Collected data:
== == ==
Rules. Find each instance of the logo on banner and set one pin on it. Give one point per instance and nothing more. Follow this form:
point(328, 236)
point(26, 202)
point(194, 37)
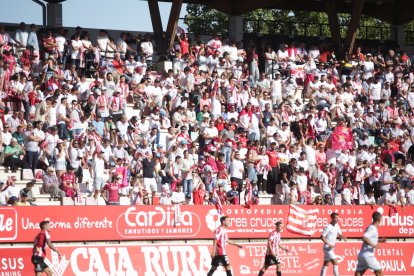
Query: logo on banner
point(245, 270)
point(58, 266)
point(213, 219)
point(161, 222)
point(8, 224)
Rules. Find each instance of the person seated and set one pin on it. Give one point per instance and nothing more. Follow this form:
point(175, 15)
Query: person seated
point(27, 191)
point(68, 185)
point(233, 194)
point(14, 156)
point(51, 184)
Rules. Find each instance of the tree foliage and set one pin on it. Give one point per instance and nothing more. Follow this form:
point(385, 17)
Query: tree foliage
point(203, 20)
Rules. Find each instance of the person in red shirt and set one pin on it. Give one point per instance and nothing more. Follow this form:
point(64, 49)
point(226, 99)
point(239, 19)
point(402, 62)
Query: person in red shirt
point(110, 191)
point(118, 64)
point(199, 191)
point(49, 44)
point(39, 249)
point(219, 252)
point(272, 253)
point(184, 45)
point(69, 183)
point(274, 171)
point(221, 194)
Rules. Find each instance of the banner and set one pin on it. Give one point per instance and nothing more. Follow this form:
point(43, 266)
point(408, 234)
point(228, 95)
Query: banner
point(106, 223)
point(194, 259)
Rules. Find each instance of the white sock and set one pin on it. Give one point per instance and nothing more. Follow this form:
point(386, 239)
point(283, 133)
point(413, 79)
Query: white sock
point(336, 271)
point(323, 271)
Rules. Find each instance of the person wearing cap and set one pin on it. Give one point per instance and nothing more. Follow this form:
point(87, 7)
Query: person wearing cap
point(13, 122)
point(50, 184)
point(148, 173)
point(9, 190)
point(116, 104)
point(273, 245)
point(219, 251)
point(13, 154)
point(178, 197)
point(99, 172)
point(110, 192)
point(19, 135)
point(69, 185)
point(63, 120)
point(28, 193)
point(233, 195)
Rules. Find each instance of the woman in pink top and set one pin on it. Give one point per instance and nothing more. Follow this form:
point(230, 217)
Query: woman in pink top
point(320, 156)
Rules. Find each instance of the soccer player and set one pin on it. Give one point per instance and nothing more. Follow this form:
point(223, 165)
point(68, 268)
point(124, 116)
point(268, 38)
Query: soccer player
point(219, 253)
point(329, 236)
point(366, 257)
point(39, 249)
point(272, 253)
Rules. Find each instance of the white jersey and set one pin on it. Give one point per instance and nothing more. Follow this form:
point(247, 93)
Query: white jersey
point(371, 233)
point(330, 233)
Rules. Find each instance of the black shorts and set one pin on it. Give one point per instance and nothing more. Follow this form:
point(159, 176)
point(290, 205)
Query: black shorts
point(39, 263)
point(271, 260)
point(220, 260)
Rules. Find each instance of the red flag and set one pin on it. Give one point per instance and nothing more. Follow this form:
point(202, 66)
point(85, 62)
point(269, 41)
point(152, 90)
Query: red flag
point(301, 221)
point(342, 138)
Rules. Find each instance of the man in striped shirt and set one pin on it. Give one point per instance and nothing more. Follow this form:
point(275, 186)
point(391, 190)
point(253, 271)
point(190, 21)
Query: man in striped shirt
point(272, 253)
point(219, 253)
point(329, 236)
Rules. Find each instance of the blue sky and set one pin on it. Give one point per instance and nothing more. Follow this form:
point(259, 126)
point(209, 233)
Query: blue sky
point(131, 15)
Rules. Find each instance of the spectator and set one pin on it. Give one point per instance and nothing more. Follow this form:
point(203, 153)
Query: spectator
point(13, 156)
point(110, 192)
point(51, 184)
point(69, 185)
point(27, 193)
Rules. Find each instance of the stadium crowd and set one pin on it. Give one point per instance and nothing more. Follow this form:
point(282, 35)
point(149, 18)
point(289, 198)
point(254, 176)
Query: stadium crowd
point(223, 126)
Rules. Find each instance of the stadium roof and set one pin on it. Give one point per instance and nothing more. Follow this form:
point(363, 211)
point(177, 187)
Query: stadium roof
point(395, 12)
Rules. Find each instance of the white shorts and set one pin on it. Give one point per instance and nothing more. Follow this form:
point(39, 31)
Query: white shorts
point(150, 184)
point(368, 262)
point(328, 254)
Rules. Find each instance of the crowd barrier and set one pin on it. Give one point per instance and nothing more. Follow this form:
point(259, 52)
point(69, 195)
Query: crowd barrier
point(194, 259)
point(113, 223)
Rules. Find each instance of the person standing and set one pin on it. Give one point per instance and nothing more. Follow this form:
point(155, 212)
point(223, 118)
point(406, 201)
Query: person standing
point(110, 191)
point(272, 253)
point(219, 252)
point(370, 242)
point(329, 236)
point(148, 173)
point(39, 249)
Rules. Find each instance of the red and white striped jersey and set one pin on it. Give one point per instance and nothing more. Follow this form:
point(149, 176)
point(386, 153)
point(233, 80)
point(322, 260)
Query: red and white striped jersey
point(220, 235)
point(274, 239)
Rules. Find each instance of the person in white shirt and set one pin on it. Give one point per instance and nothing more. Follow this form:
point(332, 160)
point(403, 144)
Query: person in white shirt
point(178, 197)
point(21, 37)
point(147, 49)
point(99, 171)
point(368, 66)
point(329, 235)
point(375, 90)
point(366, 256)
point(237, 169)
point(369, 198)
point(33, 41)
point(76, 49)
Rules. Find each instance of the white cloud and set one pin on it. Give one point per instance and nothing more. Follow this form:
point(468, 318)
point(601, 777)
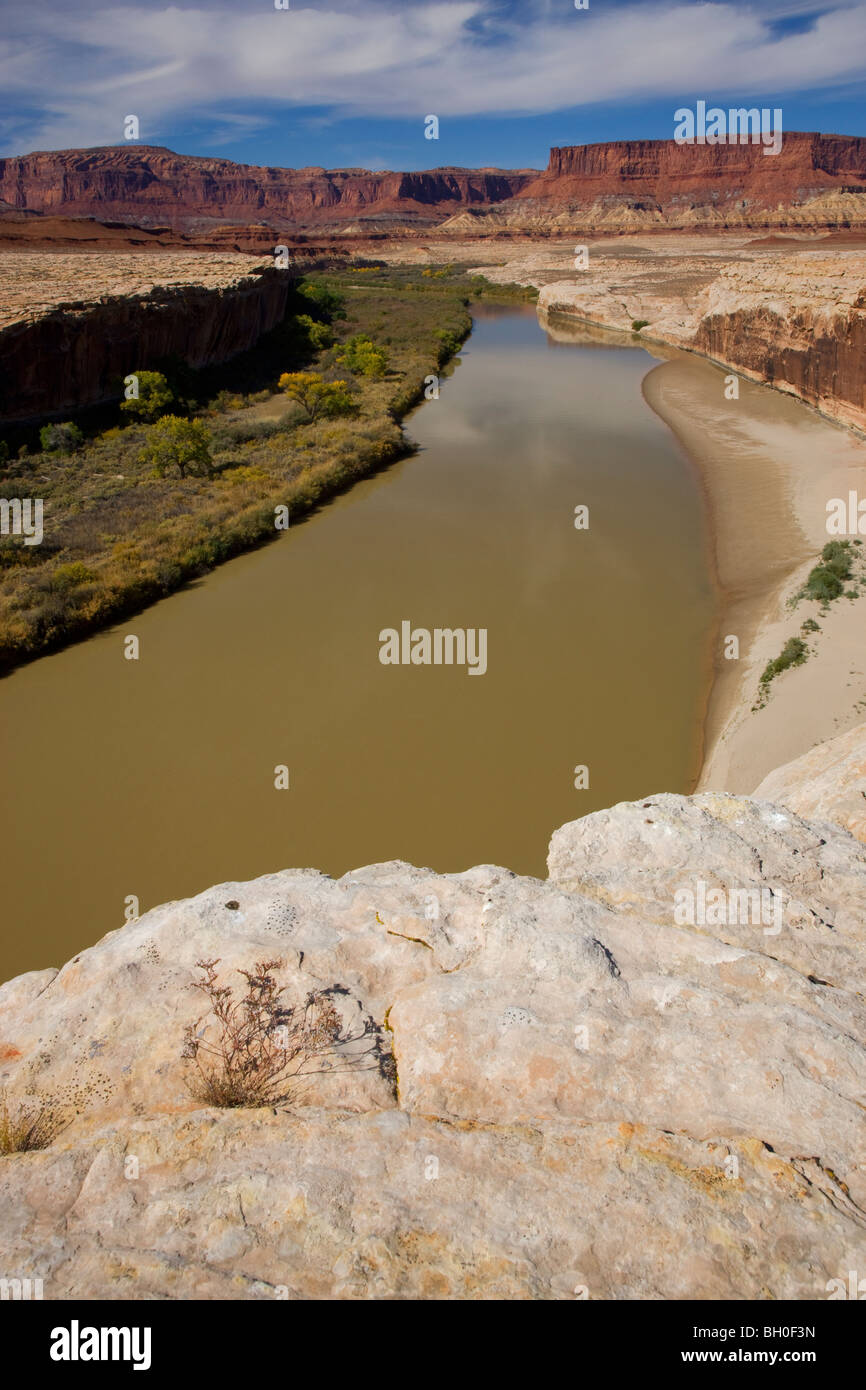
== == ==
EXERCISE AIM:
Reproduce every entry above, swapping "set one pin" for "place one marker" wherever it occurs and leaving everything else as it is. Omit the pictures.

REPLY:
Rules. Find each instance of the logo on banner and place one marker on it. Give one point per instance and nothing more. Follow this form:
point(328, 236)
point(26, 202)
point(194, 37)
Query: logo on banner
point(245, 270)
point(58, 266)
point(213, 219)
point(161, 222)
point(8, 224)
Rules. Find each instance of the person seated and place one marker on it. Give one point per instance and nothing more. Follow this form:
point(175, 15)
Query: person seated
point(27, 191)
point(68, 185)
point(233, 194)
point(14, 156)
point(51, 184)
Rules. Find each instance of the tree foliage and place one marker on it. Give one point per instance and nothing more. Follow this form:
point(385, 17)
Query: tree foliage
point(203, 20)
Rules. Find each instance of the person in red shirt and place one marker on it. Give one point per instance and nothing more. Follow this form:
point(64, 49)
point(226, 99)
point(239, 19)
point(402, 62)
Query: person in red shirt
point(110, 191)
point(118, 64)
point(199, 191)
point(49, 44)
point(39, 249)
point(219, 252)
point(272, 253)
point(184, 45)
point(69, 183)
point(274, 171)
point(221, 194)
Rules. Find each instance of the banner and place one marker on it. Give one point per instance and nothing more. Follow this form:
point(43, 266)
point(408, 234)
point(228, 95)
Query: banner
point(106, 223)
point(194, 259)
Rules. Find each instance of the white sock and place one marker on it. Give one point per instance and nothing more. Follow this form:
point(386, 239)
point(283, 133)
point(413, 79)
Query: white sock
point(336, 271)
point(323, 271)
Rules. Find each instance of the person wearing cap and place one marker on it. Give one point per instance and nothing more. Follow this form:
point(87, 7)
Query: person wearing cap
point(13, 122)
point(50, 184)
point(148, 173)
point(9, 190)
point(116, 104)
point(273, 245)
point(219, 251)
point(13, 154)
point(178, 197)
point(99, 172)
point(110, 192)
point(19, 135)
point(69, 185)
point(63, 120)
point(28, 193)
point(233, 195)
Rules. Find each instance of the woman in pink top and place one marker on it. Give one point per instance and nothing more. Follow this form:
point(230, 217)
Query: woman in pink top
point(320, 156)
Rules. Find each instance of the soccer player and place one marker on it. Give one point per instance and nothing more. Follow this form:
point(223, 165)
point(68, 268)
point(124, 116)
point(268, 38)
Query: soccer player
point(219, 253)
point(329, 236)
point(366, 257)
point(39, 249)
point(272, 253)
Rules. Find each instance of the white jersey and place one marker on it. Give one point per instance and nothing more. Follow this form:
point(247, 93)
Query: white jersey
point(371, 233)
point(330, 233)
Rules. Find each instance of the black shorts and place one marker on it. Give one point per instance and nothing more. Follow this form:
point(159, 176)
point(290, 205)
Query: black shorts
point(39, 263)
point(271, 260)
point(220, 260)
Rules. Find each instance of the red flag and place one marker on it. Give one point per instance and nothing more. Follow this form:
point(202, 66)
point(85, 62)
point(269, 41)
point(152, 90)
Query: red flag
point(301, 221)
point(342, 138)
Rules. Find each instance of the man in striped shirt and place one marker on it. Give one point per instance and nothing more. Follow this form:
point(275, 186)
point(391, 190)
point(253, 271)
point(190, 21)
Query: man in striped shirt
point(272, 253)
point(219, 253)
point(329, 236)
Rules. Find each instance of the blue sky and place one marker on it. Give one point per instance and nothing more. Follow this form:
point(259, 126)
point(209, 233)
Query: blue sky
point(131, 15)
Rules. Find each instance of the spectator and place one marker on it. Give one point per instance and nothing more. Follow this form:
point(203, 153)
Query: spectator
point(13, 156)
point(110, 192)
point(51, 184)
point(69, 185)
point(27, 193)
Rules. Find each instance of the stadium crowd and place one marker on it. Give one point per instance and nothing more. Follow this form:
point(282, 35)
point(149, 18)
point(289, 198)
point(254, 176)
Query: stadium crowd
point(223, 126)
Rules. Find each instance of the stadium roof and place one marker on it. Give one point per instance and nothing more. Follow this form:
point(363, 211)
point(177, 187)
Query: stadium roof
point(395, 12)
Rules. Find each instance of the white shorts and place one marker on it. Give one point per instance and nothing more. Follow this form:
point(39, 31)
Query: white shorts
point(150, 184)
point(368, 262)
point(328, 254)
Rules. Find each instance of the crowd barrier and place one marker on it. Give one point per instance and nothing more. Follow this form:
point(259, 52)
point(69, 195)
Query: crowd barrier
point(194, 259)
point(113, 223)
Rules. Find each instance of the person standing and place one marker on it. Give one point per instance and nothing more. Follow this form:
point(155, 212)
point(223, 118)
point(406, 201)
Query: person standing
point(110, 191)
point(272, 253)
point(219, 252)
point(370, 242)
point(329, 236)
point(148, 173)
point(39, 249)
Rules. Find each instance of the red and white striped jersey and place one marker on it. Give one point per instance and nothing more. Follow this form:
point(149, 176)
point(386, 153)
point(233, 80)
point(322, 260)
Query: red and white striped jersey
point(220, 235)
point(274, 239)
Rules. Find each instance of the person in white shirt and place one marker on it. Give one point per instance and nothing more. Follow this form:
point(332, 160)
point(403, 144)
Query: person in white shirt
point(178, 197)
point(21, 37)
point(147, 49)
point(99, 171)
point(368, 66)
point(329, 235)
point(375, 90)
point(366, 256)
point(237, 169)
point(369, 198)
point(33, 41)
point(76, 49)
Rules. Find each instance of the white cloud and place one marker on it. Give one point per instance and nothing more. Follow this form:
point(468, 318)
point(601, 777)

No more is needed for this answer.